* Data listing
■ ■ ■ ■
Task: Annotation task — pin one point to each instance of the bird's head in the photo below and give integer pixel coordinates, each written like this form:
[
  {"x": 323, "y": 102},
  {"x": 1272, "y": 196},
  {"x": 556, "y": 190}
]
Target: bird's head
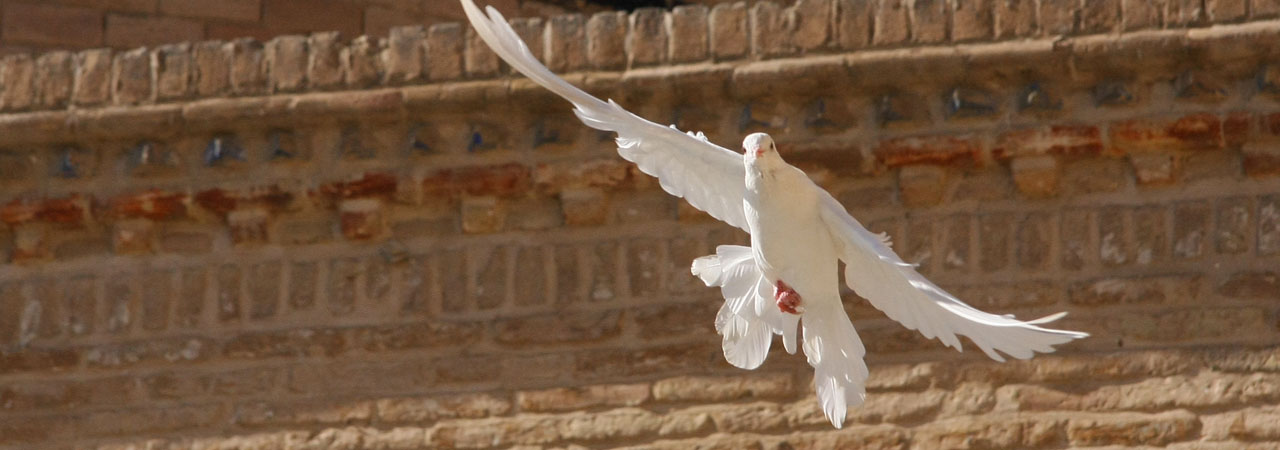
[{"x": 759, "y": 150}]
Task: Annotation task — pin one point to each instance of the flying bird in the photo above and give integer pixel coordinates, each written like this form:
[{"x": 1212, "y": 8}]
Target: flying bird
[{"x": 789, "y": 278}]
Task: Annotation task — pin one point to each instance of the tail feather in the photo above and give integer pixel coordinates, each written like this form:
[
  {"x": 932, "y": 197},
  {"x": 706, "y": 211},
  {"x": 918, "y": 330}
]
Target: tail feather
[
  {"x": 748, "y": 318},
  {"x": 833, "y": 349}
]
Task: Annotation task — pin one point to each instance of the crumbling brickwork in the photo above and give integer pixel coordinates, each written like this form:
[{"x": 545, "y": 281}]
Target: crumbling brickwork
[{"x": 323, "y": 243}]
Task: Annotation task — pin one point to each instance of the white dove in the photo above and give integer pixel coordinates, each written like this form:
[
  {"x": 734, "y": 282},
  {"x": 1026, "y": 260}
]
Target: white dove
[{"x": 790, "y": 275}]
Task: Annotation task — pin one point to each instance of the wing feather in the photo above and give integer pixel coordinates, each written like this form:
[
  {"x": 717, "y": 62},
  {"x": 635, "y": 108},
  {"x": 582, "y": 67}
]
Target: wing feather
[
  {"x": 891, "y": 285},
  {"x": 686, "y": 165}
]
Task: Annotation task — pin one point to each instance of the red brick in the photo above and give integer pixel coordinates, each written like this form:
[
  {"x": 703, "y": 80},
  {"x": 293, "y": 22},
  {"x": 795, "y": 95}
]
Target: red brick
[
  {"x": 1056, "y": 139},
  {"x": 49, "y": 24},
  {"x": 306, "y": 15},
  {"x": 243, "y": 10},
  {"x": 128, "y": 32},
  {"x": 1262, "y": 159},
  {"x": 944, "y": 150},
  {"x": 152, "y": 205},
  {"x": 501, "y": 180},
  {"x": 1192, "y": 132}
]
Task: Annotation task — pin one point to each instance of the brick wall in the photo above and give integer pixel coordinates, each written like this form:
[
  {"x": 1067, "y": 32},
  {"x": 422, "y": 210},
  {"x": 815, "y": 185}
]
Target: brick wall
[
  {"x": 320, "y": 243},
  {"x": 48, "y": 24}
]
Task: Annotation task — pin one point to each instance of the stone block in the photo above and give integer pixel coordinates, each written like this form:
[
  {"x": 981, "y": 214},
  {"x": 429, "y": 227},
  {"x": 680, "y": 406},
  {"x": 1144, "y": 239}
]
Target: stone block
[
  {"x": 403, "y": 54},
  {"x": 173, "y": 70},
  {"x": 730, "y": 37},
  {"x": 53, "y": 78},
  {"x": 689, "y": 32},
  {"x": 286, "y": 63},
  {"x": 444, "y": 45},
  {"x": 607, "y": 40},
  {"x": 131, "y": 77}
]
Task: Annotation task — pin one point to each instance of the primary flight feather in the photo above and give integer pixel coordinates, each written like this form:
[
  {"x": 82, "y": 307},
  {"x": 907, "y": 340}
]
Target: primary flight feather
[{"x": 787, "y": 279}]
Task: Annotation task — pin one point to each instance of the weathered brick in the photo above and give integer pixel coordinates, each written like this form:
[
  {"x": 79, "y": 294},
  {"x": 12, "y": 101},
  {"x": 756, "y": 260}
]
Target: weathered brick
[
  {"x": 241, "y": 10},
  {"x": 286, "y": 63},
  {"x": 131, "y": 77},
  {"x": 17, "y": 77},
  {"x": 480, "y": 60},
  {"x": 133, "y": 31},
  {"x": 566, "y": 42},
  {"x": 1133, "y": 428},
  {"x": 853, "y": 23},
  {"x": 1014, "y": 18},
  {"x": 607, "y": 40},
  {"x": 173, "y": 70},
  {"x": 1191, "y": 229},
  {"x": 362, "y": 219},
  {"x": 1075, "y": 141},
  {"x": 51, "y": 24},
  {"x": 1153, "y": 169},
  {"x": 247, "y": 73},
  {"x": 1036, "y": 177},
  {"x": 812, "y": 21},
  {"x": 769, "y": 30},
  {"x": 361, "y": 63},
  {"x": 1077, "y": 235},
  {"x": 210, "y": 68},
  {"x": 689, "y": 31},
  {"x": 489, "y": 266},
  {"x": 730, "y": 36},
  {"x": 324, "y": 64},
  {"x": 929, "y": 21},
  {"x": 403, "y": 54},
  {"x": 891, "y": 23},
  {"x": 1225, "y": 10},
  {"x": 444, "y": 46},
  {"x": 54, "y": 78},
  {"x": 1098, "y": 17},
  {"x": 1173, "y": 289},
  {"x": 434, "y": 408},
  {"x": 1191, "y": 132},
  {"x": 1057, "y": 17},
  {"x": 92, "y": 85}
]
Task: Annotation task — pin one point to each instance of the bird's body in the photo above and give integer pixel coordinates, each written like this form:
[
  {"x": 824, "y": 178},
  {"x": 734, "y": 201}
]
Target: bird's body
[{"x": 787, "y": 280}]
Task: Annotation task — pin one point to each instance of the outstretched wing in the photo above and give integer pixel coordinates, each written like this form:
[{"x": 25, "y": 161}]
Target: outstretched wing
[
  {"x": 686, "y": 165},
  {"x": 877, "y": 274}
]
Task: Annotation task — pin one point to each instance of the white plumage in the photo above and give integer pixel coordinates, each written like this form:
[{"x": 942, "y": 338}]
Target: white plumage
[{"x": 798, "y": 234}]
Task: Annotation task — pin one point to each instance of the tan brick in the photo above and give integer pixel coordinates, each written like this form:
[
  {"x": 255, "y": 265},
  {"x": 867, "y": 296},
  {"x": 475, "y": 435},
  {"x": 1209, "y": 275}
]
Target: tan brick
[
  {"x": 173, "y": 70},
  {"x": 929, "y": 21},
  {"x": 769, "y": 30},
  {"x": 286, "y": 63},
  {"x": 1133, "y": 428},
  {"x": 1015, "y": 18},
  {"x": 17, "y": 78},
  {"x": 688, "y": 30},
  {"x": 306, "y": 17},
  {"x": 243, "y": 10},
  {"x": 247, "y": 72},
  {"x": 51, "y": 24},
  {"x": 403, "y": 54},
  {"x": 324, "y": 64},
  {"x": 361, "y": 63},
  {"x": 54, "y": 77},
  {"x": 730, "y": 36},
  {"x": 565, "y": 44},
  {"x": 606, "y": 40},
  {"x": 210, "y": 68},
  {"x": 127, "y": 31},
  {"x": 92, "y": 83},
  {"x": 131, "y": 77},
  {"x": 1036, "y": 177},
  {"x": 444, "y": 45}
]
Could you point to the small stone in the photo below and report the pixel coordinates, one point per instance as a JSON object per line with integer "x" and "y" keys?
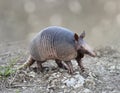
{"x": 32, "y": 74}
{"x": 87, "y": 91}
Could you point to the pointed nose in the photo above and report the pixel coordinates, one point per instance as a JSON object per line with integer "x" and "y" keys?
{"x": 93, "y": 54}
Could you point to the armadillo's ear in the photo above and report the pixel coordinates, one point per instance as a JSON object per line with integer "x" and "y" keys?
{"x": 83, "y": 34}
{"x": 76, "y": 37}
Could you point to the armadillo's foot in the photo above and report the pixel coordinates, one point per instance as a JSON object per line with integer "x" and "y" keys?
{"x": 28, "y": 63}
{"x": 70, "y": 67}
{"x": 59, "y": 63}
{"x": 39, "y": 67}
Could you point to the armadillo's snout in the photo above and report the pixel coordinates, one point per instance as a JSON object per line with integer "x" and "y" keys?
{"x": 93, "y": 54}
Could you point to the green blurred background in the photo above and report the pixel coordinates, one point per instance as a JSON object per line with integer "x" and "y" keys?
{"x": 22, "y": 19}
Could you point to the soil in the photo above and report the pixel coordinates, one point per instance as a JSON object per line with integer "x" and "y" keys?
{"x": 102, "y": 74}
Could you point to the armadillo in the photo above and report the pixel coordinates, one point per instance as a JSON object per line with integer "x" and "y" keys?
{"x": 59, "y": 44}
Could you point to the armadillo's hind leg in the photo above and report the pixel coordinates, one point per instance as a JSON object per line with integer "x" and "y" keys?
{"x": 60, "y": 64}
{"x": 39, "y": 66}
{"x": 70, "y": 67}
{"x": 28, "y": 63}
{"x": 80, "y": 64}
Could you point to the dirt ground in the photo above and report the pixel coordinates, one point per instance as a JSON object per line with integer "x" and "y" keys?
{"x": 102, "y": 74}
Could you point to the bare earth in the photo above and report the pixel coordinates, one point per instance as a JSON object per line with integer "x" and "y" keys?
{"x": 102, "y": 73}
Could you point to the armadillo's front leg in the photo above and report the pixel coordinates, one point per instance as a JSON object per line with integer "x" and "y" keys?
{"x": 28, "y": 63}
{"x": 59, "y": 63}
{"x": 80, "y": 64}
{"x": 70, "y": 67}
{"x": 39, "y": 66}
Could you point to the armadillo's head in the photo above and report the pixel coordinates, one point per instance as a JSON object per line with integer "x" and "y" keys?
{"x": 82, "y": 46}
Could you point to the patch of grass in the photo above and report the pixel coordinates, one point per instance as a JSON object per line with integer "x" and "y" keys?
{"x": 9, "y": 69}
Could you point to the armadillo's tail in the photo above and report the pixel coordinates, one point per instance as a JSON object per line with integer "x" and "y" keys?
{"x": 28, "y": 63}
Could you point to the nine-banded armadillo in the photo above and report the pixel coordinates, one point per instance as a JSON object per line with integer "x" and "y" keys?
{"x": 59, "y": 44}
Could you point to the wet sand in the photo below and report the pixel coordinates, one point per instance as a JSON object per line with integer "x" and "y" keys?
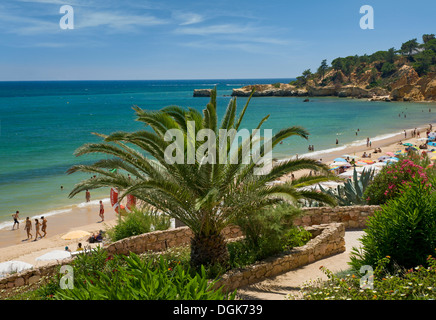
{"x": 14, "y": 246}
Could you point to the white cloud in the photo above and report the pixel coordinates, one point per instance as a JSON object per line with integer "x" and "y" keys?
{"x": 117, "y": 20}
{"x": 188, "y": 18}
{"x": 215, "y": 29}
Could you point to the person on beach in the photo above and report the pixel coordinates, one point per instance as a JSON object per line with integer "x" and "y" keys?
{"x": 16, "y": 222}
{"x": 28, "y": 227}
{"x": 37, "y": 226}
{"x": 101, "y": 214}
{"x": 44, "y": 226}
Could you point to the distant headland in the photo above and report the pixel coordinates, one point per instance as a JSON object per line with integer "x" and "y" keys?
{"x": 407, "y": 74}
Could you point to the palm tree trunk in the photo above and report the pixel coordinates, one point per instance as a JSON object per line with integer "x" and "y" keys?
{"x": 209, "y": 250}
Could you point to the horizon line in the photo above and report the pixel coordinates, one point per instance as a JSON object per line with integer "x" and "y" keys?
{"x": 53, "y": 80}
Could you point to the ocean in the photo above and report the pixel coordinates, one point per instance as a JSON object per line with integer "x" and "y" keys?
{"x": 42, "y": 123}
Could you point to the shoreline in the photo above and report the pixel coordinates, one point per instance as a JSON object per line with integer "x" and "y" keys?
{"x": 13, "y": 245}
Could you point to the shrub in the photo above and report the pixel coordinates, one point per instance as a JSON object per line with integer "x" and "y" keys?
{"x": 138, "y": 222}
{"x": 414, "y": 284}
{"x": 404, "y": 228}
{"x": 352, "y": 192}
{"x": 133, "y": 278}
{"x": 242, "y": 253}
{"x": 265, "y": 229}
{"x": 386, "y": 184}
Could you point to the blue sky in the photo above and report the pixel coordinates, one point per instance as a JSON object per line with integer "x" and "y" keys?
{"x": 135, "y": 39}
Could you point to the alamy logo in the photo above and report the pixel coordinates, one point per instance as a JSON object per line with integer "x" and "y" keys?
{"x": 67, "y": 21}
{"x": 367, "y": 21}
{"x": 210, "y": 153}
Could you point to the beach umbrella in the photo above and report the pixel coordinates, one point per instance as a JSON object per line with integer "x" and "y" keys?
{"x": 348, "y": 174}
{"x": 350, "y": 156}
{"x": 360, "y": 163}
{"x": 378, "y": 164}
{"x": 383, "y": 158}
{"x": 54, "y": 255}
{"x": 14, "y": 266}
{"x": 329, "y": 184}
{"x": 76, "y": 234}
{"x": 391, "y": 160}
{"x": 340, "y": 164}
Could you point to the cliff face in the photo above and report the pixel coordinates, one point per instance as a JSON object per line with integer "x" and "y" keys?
■ ■ ■ ■
* Work item
What you give back should be exactly the lines of the entries above from the one containing "Could you point to the shrub" to the end, and nothing more.

* Output of the exercise
Could you point to the shrub in the photo above and report the pixel coordinates, one point per instance as a JSON object per line with integer "x" and "y" keys?
{"x": 138, "y": 222}
{"x": 414, "y": 284}
{"x": 404, "y": 228}
{"x": 352, "y": 192}
{"x": 133, "y": 278}
{"x": 242, "y": 253}
{"x": 265, "y": 229}
{"x": 386, "y": 184}
Could you point to the blue sky in the photo above and report the pixel coordinates, one point per instance as a JSON object per line with integer "x" and "y" keys?
{"x": 135, "y": 39}
Could you point to the alamy logo in the photo above and report the pixel coordinates, one point per instance as a JSON object per line with integer "x" and "y" keys?
{"x": 67, "y": 21}
{"x": 367, "y": 21}
{"x": 210, "y": 153}
Could you point to the beach umbrella in the photo above and report the pixel coordinates, one point per instance as a JSON object per line with integer "x" and "y" keys?
{"x": 348, "y": 174}
{"x": 350, "y": 156}
{"x": 360, "y": 163}
{"x": 378, "y": 164}
{"x": 383, "y": 158}
{"x": 54, "y": 255}
{"x": 14, "y": 266}
{"x": 329, "y": 184}
{"x": 76, "y": 234}
{"x": 391, "y": 160}
{"x": 340, "y": 164}
Could you point to the cliff face in the photo above and report the pixel coordinates, one point per instance as a JSON object per line with integer "x" and "y" keys?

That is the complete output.